TRAVAIL À FAIRE:
Indiquez quel fonds, selon l'extrait choisi, peine à cause de querelles de clocher.

EXTRAIT CHOISI:
Les choses sérieuses si j’ose dire ne font que commencer : les dispositifs d’urgence (malgré leur extension) sont en bout de course et les caisses des Etats sont vides ou presque. La problématique des chômeurs en fin de droits est tout sauf un monopole de la France et s’étend à d’autres mesures comme le chômage partiel qui ne peut durer indéfiniment. Nous ne ferons pas l’économie non plus d’un réexamen des politiques dites actives du marché du travail menées depuis plus de 20 ans selon le principe : mieux vaut former, reclasser, inciter à travailler qu’indemniser et chômer. Car leur bilan est décevant ; même le Fonds d’investissement social (Fiso) peine à cause de querelles de clocher. Les dispositifs comme les cellules de reclassement sont mis en question ; la demande généralisée d’indemnisation en lieu et place parfois de toute autre mesure n’a jamais été aussi forte et montre combien la sécurisation des trajectoires professionnelle ou la gestion prévisionnelle des compétences n’ont réussi ni à s’outiller sérieusement ni, surtout, à convaincre. Toute la panoplie déployée a consisté, y compris, dans les discours à « limiter la casse »… Rien de surprenant à ce que cela ne soit ni convaincant, ni mobilisateur, ni créateur. Vous avez dit crise de confiance ? 

 

 

La tentation du retour aux schémas antérieurs

A l’instar de nombre d’acteurs économiques qui n’ont pas tardé à vouloir croire ou en tout cas nous faire croire que la crise passée, les choses pourraient reprendre leur cours initial, les tenants du social sont tentés par une aventure similaire : une louche supplémentaire de flexicurité ? Une énième discussion sur les règles du licenciement ? Une énième réforme de la formation professionnelle ou des services de l’emploi ? Une couche de vert ?

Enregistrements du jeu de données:

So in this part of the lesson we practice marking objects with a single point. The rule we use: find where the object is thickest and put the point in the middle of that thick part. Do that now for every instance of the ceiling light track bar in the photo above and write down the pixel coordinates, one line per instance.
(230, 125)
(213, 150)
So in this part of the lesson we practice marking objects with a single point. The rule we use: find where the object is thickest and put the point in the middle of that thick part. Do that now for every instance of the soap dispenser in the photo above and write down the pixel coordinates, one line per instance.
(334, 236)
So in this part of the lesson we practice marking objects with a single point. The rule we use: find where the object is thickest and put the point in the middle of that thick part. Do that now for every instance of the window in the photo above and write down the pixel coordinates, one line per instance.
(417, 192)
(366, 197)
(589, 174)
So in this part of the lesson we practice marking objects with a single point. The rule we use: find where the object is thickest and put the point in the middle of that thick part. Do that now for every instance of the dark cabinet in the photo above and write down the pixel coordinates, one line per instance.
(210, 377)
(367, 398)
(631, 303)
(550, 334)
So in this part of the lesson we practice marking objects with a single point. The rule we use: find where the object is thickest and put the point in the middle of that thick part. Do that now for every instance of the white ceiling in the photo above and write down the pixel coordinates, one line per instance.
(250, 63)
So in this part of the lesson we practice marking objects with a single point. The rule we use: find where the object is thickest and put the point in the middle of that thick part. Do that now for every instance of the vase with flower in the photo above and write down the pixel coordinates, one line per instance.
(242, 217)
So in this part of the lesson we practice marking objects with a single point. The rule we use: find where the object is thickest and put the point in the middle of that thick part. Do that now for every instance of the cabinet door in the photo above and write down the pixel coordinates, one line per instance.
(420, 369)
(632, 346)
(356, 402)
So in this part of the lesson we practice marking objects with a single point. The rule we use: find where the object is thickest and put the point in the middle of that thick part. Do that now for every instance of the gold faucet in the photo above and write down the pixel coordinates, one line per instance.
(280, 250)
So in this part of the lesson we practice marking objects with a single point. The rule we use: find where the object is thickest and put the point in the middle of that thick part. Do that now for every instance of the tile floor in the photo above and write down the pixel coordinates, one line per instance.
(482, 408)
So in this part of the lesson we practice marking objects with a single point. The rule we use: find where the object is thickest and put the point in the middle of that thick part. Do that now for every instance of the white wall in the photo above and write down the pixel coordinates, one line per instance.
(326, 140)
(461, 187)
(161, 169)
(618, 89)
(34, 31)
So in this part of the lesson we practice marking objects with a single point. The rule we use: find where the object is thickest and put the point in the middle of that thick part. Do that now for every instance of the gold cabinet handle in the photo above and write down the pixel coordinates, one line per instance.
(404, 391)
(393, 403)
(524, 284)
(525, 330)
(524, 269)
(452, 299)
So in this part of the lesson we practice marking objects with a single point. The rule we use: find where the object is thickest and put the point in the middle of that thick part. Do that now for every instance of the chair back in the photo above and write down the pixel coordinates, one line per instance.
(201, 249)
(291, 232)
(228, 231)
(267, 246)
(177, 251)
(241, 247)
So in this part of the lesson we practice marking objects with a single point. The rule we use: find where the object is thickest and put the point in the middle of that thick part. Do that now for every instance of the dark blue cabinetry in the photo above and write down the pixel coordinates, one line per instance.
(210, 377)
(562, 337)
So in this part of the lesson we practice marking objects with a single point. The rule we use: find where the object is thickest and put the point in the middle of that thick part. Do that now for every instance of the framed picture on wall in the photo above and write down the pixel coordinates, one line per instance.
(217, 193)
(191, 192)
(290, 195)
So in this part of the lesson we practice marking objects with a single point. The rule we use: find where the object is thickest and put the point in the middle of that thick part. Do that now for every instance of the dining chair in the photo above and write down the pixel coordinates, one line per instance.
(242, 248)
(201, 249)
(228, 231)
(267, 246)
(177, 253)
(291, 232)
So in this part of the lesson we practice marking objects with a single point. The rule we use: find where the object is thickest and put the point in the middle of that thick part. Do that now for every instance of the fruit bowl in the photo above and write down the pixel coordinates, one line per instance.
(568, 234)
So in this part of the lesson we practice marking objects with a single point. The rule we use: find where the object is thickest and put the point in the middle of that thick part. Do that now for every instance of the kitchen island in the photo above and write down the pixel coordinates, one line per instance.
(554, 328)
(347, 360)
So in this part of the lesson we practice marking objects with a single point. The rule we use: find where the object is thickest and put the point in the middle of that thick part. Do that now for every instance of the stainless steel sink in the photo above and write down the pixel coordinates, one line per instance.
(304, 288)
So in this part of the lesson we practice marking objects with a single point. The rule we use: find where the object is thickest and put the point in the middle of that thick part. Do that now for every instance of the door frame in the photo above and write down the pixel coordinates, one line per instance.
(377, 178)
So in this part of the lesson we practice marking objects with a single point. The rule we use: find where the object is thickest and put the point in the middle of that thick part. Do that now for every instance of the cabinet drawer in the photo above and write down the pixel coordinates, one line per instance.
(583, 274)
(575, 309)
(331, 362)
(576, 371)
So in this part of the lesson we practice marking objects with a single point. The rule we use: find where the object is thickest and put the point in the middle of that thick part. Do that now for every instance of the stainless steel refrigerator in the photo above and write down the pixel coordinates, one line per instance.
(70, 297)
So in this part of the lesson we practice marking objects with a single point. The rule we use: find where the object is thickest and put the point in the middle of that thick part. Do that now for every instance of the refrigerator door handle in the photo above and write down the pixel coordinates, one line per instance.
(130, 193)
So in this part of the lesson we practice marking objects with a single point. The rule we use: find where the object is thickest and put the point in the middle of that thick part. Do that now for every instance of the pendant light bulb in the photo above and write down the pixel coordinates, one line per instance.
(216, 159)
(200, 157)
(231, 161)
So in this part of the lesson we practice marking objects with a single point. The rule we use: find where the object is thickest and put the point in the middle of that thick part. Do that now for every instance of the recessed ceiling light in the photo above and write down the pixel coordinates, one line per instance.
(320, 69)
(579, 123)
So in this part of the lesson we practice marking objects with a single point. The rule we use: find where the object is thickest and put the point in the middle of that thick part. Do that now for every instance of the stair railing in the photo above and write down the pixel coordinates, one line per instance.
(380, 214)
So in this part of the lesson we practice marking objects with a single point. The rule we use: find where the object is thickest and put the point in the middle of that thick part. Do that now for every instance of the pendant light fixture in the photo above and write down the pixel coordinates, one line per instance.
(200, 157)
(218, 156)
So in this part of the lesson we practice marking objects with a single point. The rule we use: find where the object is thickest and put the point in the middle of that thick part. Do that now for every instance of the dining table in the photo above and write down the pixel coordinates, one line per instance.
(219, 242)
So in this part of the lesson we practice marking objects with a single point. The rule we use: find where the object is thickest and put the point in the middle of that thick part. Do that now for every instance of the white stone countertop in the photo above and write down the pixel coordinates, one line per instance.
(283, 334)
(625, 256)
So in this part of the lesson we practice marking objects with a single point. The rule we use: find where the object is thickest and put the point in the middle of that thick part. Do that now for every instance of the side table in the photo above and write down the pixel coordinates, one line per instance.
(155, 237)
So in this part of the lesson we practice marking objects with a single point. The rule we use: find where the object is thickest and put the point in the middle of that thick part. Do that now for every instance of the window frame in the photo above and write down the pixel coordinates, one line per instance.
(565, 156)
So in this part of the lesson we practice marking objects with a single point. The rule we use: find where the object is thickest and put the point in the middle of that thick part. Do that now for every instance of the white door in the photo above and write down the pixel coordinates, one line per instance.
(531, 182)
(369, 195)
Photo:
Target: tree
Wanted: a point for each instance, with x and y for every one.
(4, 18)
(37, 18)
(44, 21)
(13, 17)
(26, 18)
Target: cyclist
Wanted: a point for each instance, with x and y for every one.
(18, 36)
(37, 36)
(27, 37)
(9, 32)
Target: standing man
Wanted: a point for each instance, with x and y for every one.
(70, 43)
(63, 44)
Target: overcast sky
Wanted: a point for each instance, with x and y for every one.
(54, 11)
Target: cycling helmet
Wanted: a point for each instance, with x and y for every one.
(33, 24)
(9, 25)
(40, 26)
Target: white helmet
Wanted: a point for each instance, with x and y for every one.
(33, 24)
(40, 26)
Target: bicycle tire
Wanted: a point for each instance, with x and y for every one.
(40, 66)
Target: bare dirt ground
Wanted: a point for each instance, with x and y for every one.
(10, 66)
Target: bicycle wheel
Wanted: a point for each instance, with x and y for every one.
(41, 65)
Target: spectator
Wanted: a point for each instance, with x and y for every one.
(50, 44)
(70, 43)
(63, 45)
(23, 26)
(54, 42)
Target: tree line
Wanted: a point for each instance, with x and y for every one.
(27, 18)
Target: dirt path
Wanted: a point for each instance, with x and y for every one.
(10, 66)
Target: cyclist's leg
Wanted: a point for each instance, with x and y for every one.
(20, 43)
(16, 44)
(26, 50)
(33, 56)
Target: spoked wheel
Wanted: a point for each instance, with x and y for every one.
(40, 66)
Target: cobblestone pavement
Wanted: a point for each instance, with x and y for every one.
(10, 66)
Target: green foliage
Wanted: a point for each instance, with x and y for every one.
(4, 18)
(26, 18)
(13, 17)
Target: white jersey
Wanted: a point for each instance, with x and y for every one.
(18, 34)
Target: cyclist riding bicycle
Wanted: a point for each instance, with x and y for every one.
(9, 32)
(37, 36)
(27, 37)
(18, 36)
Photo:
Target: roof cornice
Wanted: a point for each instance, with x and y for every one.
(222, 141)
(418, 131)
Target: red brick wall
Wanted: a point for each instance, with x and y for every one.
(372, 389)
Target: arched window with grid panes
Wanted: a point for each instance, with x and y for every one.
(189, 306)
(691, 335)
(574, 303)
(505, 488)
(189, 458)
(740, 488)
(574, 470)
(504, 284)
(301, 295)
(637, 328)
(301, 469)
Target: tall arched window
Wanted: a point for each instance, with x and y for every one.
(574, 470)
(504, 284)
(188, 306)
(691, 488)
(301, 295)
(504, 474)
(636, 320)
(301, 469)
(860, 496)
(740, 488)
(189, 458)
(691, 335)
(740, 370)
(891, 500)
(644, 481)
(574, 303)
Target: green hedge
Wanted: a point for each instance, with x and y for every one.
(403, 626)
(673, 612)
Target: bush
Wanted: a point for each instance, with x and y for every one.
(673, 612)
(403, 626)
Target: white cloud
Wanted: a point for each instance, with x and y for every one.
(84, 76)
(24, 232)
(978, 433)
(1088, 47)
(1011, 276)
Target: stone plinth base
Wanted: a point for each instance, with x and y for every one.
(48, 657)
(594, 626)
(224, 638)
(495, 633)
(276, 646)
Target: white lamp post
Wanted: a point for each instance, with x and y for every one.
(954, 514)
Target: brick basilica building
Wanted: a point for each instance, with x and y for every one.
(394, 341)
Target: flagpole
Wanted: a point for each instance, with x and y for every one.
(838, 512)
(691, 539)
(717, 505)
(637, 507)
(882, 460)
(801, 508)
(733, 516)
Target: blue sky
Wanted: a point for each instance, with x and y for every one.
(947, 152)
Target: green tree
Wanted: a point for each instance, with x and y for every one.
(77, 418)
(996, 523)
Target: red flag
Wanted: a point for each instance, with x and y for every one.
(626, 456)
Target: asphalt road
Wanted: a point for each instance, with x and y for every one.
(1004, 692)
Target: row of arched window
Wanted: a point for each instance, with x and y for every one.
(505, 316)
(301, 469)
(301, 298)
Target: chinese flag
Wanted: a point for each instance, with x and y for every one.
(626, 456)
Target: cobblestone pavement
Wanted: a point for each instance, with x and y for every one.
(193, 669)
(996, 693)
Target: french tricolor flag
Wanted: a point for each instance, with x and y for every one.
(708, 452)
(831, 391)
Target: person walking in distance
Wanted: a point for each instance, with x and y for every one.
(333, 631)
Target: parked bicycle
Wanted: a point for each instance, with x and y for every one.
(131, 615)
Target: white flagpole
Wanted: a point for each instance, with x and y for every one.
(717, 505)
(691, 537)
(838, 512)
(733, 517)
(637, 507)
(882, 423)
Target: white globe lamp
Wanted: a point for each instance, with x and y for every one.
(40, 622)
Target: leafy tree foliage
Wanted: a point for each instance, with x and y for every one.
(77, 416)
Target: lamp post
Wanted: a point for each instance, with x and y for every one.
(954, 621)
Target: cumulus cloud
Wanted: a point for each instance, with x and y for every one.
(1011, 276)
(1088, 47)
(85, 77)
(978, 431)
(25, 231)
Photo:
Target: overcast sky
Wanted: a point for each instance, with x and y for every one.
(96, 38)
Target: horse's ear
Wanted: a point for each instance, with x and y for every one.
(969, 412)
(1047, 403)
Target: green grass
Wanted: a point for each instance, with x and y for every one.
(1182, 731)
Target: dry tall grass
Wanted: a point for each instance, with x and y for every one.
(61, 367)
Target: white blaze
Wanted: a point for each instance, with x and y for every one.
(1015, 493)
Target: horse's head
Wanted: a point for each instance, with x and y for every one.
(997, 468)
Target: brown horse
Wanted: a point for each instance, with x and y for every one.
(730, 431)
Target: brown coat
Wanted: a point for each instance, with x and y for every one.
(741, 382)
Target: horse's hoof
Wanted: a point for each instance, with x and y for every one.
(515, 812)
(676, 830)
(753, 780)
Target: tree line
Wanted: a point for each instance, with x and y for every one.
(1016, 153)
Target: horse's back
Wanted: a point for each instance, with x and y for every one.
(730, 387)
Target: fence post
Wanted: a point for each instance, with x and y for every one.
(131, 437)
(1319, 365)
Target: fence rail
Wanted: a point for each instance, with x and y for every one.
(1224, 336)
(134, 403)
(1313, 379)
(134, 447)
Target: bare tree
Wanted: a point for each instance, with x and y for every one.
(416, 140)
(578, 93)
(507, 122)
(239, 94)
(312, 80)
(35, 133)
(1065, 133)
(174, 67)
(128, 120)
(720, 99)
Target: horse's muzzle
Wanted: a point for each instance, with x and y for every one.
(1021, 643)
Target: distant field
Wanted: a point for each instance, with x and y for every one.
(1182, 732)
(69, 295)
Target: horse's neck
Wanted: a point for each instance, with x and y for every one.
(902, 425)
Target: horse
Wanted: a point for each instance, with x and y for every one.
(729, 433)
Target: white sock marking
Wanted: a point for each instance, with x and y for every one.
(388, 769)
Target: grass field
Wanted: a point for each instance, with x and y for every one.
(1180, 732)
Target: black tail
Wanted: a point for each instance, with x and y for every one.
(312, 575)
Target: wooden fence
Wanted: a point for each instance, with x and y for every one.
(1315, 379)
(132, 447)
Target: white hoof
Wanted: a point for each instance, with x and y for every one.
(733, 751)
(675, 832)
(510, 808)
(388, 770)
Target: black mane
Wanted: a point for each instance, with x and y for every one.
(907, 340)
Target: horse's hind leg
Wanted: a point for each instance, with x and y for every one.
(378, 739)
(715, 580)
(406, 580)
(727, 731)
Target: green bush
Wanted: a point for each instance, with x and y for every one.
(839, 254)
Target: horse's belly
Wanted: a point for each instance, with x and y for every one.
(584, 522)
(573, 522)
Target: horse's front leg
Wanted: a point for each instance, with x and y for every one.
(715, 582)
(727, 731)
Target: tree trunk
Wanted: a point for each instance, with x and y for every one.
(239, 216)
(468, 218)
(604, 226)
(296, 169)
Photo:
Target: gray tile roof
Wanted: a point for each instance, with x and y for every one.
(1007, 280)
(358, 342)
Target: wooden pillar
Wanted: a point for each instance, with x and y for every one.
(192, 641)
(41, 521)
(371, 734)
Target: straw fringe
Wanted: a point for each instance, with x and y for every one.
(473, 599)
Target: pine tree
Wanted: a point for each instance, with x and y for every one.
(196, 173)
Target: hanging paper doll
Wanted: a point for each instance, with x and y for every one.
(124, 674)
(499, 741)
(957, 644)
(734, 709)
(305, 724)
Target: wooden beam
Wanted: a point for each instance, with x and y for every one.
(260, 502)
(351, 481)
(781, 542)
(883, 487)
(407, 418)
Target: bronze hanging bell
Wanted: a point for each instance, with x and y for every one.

SOLUTION:
Le Fonds d'investissement social (Fiso).